#### Exercise tasks
1. In the introduction on atmospheric processes below, what share of total radiation does scattered radiation account for under clear weather conditions?
2. Condense the paragraph of the introduction on atmospheric processes that begins "The solar radiation flux reaching the Earth's surface" into a bulleted list that keeps its main facts.
3. According to the introduction on atmospheric processes, direct solar radiation interacts with several things to form scattered radiation. List every one of them.
++++ Text block
1. Introduction
The study of atmospheric processes is crucial for understanding environmental change, predicting climate variations, and developing strategies to mitigate the effects of dangerous natural phenomena. To this day, despite significant advances in atmospheric science, many aspects of the atmosphere's behavior remain poorly understood due to its complexity. The process of identifying connections between atmospheric characteristics and external factors affecting its state is a challenging and multidimensional task [
1,
2]. Lidar (Light Identification, Detection, and Ranging) systems are a powerful tool for remote sensing of aerosol formations in the atmosphere including high-level clouds (HLCs). However, processing and interpreting lidar data often requiring complex analysis methods. In this context, it is relevant to consider the use of machine learning (ML) techniques for processing the data of the experiments on remote sensing of natural environment, as well as for solving inverse problems in atmospheric physics, ecology and etc. These methods allow detecting and investigating of interrelationships between various parameters in large volumes of data that would be difficult to identify through classical statistical analysis [
3,
4,
5,
6].
The solar radiation flux reaching the Earth's surface is formed by a combination of direct and scattered components. Scattered radiation is formed as a result of interaction between direct solar radiation and atmospheric gases (molecular scattering), water droplets in clouds and fog, ice crystals in clouds, and aerosol particles. Most of the solar radiation energy that reaches the Earth's surface is in the short-wavelength region of the solar spectrum, with wavelengths ranging from approximately 300 to 4,000 nm [
7]. The scattered radiation flux depends on the transparency of the atmosphere and is primarily determined by the number of clouds in the sky and their optical and microphysical properties. Aerosol particles in the atmosphere affect the Earth's radiation budget. They can scatter and absorb radiation, directly changing the amount of radiation reaching a particular location. In addition, aerosol particles indirectly affect the Earth’s radiation budget, acting as condensation nuclei of water vapor and, thereby, accelerating the process of cloud formation [
8]. Under clear weather conditions, scattered radiation accounts for approximately 15–20% of the total radiation in warm and cold weather [
9].
++++++++
++++ Given entries
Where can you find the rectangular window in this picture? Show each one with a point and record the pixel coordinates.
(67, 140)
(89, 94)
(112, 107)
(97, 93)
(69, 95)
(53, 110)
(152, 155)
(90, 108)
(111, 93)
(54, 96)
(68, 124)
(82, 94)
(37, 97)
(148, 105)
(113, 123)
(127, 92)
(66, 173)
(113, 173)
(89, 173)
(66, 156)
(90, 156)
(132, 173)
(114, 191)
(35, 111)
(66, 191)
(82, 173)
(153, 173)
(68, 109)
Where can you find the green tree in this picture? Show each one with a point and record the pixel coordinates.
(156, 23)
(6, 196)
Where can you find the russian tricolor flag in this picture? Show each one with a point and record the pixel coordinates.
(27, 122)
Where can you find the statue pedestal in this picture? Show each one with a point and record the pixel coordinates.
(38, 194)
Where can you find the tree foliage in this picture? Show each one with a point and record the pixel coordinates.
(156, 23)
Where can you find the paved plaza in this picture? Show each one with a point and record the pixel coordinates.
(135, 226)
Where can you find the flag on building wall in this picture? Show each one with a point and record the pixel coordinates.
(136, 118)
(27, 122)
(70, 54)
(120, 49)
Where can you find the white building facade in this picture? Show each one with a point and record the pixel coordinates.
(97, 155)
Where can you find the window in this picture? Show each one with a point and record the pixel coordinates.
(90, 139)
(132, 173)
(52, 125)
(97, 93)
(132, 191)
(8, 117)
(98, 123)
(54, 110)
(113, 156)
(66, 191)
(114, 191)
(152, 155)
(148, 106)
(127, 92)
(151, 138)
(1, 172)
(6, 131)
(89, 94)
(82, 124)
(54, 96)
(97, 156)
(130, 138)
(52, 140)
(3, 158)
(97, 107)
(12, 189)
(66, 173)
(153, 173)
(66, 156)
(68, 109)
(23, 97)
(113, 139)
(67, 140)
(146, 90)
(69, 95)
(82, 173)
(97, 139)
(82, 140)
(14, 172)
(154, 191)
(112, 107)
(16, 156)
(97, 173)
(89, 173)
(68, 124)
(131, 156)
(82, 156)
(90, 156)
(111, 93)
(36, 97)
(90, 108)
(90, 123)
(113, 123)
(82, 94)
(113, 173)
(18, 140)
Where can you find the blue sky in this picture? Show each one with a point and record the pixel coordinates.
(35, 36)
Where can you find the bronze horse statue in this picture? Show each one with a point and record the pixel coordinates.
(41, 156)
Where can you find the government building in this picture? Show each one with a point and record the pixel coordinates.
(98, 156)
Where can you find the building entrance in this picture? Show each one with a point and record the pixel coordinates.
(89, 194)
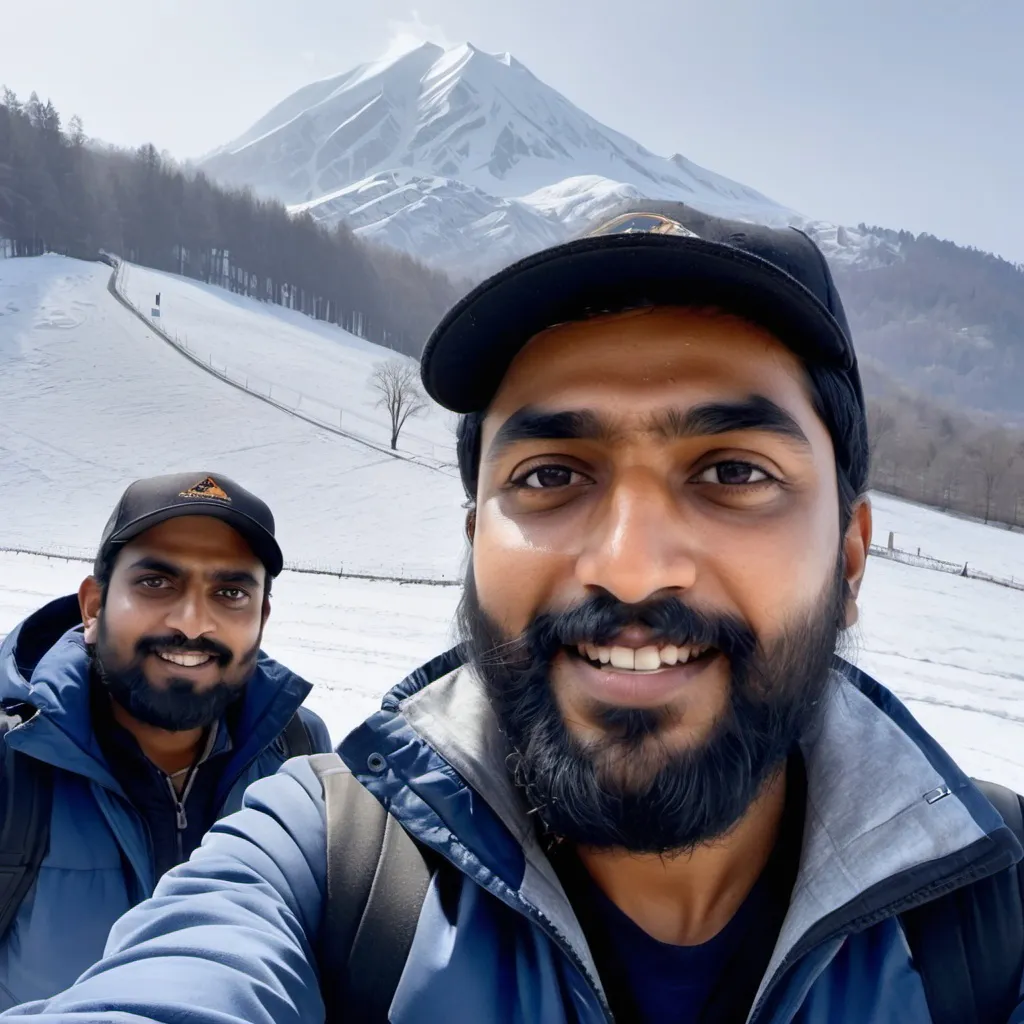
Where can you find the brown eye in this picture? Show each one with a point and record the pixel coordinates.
(547, 477)
(733, 474)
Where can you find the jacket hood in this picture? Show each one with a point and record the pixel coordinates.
(890, 821)
(44, 664)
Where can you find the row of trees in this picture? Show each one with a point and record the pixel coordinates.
(945, 320)
(60, 193)
(948, 461)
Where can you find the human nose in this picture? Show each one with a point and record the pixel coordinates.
(638, 546)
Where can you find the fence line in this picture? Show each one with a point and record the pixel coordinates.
(242, 383)
(921, 561)
(304, 568)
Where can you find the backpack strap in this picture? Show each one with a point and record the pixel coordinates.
(296, 737)
(26, 798)
(968, 945)
(377, 879)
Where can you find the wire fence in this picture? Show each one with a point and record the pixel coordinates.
(291, 400)
(305, 568)
(894, 554)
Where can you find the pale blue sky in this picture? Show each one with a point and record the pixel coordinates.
(904, 113)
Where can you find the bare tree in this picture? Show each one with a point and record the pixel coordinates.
(399, 393)
(993, 454)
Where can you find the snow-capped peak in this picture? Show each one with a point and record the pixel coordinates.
(493, 162)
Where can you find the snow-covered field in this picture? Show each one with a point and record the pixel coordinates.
(90, 399)
(311, 366)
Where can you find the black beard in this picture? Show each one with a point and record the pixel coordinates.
(629, 791)
(176, 706)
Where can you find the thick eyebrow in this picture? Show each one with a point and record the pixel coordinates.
(237, 577)
(530, 423)
(156, 565)
(755, 413)
(221, 576)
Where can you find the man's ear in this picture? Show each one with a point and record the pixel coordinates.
(856, 546)
(90, 603)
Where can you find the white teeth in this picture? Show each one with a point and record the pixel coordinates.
(187, 659)
(623, 657)
(646, 659)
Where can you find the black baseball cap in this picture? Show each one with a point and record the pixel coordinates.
(648, 253)
(158, 499)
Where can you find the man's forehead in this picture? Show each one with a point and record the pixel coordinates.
(194, 541)
(642, 349)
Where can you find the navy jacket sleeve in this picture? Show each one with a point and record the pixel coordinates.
(227, 937)
(320, 738)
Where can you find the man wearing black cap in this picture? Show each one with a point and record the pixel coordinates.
(643, 787)
(136, 713)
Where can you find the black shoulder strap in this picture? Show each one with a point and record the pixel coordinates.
(377, 879)
(969, 944)
(26, 795)
(296, 737)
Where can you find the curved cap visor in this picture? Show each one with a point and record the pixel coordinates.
(471, 349)
(264, 547)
++++++++
#### Expected results
1. Approximately 15–20%.

2.
- The solar radiation flux at the Earth's surface combines direct and scattered components.
- Scattered radiation arises when direct solar radiation interacts with atmospheric gases, cloud and fog droplets, ice crystals in clouds, and aerosol particles.
- Most of the solar energy reaching the surface lies in the short-wavelength range of about 300 to 4,000 nm.
- The scattered flux depends on atmospheric transparency and is mainly determined by the number of clouds and their optical and microphysical properties.
- Aerosol particles directly affect the Earth's radiation budget by scattering and absorbing radiation.
- They also affect it indirectly by acting as condensation nuclei for water vapor, which speeds cloud formation.
- In clear weather, scattered radiation makes up about 15–20% of total radiation in both warm and cold weather.

3.
- Atmospheric gases (molecular scattering)
- Water droplets in clouds and fog
- Ice crystals in clouds
- Aerosol particles